WORK INSTRUCTION> However many lines the data holds, transcribe them all exactly.
ENTRIES PROVIDED: Begin
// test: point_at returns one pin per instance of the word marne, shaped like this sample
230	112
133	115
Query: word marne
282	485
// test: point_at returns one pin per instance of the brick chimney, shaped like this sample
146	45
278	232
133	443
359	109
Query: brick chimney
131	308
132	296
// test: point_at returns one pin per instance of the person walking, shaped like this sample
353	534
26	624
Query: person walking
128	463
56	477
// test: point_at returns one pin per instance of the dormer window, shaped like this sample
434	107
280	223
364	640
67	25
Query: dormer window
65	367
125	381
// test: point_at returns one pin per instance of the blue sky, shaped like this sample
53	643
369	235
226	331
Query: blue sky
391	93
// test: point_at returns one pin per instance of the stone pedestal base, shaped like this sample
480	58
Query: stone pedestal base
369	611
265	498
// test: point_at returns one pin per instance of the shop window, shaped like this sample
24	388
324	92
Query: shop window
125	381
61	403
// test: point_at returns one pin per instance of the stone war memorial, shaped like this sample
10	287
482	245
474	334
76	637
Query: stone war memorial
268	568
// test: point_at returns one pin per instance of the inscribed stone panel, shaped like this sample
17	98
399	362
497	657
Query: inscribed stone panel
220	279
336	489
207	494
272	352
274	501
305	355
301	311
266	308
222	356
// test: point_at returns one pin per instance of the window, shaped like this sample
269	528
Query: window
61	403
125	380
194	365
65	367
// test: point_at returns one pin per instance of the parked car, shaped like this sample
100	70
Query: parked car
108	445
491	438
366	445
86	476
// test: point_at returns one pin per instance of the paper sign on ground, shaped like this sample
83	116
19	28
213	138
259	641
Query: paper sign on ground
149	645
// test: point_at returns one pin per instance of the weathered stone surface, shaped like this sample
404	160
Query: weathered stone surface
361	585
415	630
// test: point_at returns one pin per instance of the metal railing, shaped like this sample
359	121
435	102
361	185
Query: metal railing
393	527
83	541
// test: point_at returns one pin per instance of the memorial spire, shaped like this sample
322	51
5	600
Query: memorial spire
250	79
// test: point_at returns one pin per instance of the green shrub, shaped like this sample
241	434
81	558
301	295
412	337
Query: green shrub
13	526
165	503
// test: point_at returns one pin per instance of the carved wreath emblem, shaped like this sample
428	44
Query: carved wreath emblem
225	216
ENTRIES PROVIDED: End
ANSWER SECTION>
// test: point_at returns one pin per instance of the word marne, shaped like this sample
230	112
133	115
Query: word marne
282	485
// test: point_at returns one pin per instance of the brick chimney, shaped like this sample
146	45
278	232
133	443
359	109
Query: brick chimney
131	308
132	296
// test: point_at returns one pin per instance of the person walking, shaped like this sample
353	534
26	624
Query: person walking
128	463
56	477
// test: point_at returns one pin per instance of the dormer window, shaped like this sample
434	107
280	223
364	640
67	25
Query: dormer window
65	367
125	381
// test: point_at returns one pin per instance of the blue sky, shaped like this sample
53	643
369	235
226	331
Query: blue sky
391	93
// test: point_at returns one pin per instance of the stone pedestal base, shaped like this sample
480	58
Query: stone pedestal base
369	611
265	498
// test: point_at returns one pin per instance of the shop window, shaped like this sample
24	388
324	92
Query: shop window
125	381
61	403
// test: point_at returns one pin per instance of the stone war memorial, shaped like this sample
10	287
482	245
474	334
76	637
Query: stone war memorial
268	568
// test: point_at returns one pin per instance of the inscribed stone panel, shaped like this sample
17	98
399	362
497	657
Query: inscribed stone panel
220	279
336	489
207	494
272	352
274	501
305	355
301	311
266	308
222	356
// test: point_at returns one pin per instance of the window, shaped like this sample
269	528
Query: window
61	403
125	380
194	365
65	367
// test: point_at returns one pin per instance of the parked car, shaped like this sample
100	70
Query: parked car
108	445
491	438
366	445
86	476
// test: point_at returns one pin per instance of the paper sign on ground, shaped like this sample
83	116
19	28
213	138
259	641
Query: paper sign on ground
149	645
// test: point_at returns one pin per instance of the weathered stone surface, shaped like this sample
404	160
Query: weathered stone surface
361	585
415	630
// test: point_at returns one pin per instance of the metal railing, shaped like this sample
359	121
435	102
361	185
Query: metal railing
393	527
83	541
// test: point_at returns one pin per instance of the memorial spire, shaped like this sample
322	51
5	600
Query: memorial spire
250	79
// test: point_at returns one pin per instance of the green shrub, shaped like this sample
241	434
81	558
301	295
412	337
Query: green shrub
13	526
165	503
// test: point_at returns one pin per instance of the carved wreath emblem, shaped like this sample
428	44
Query: carved wreath emblem
225	216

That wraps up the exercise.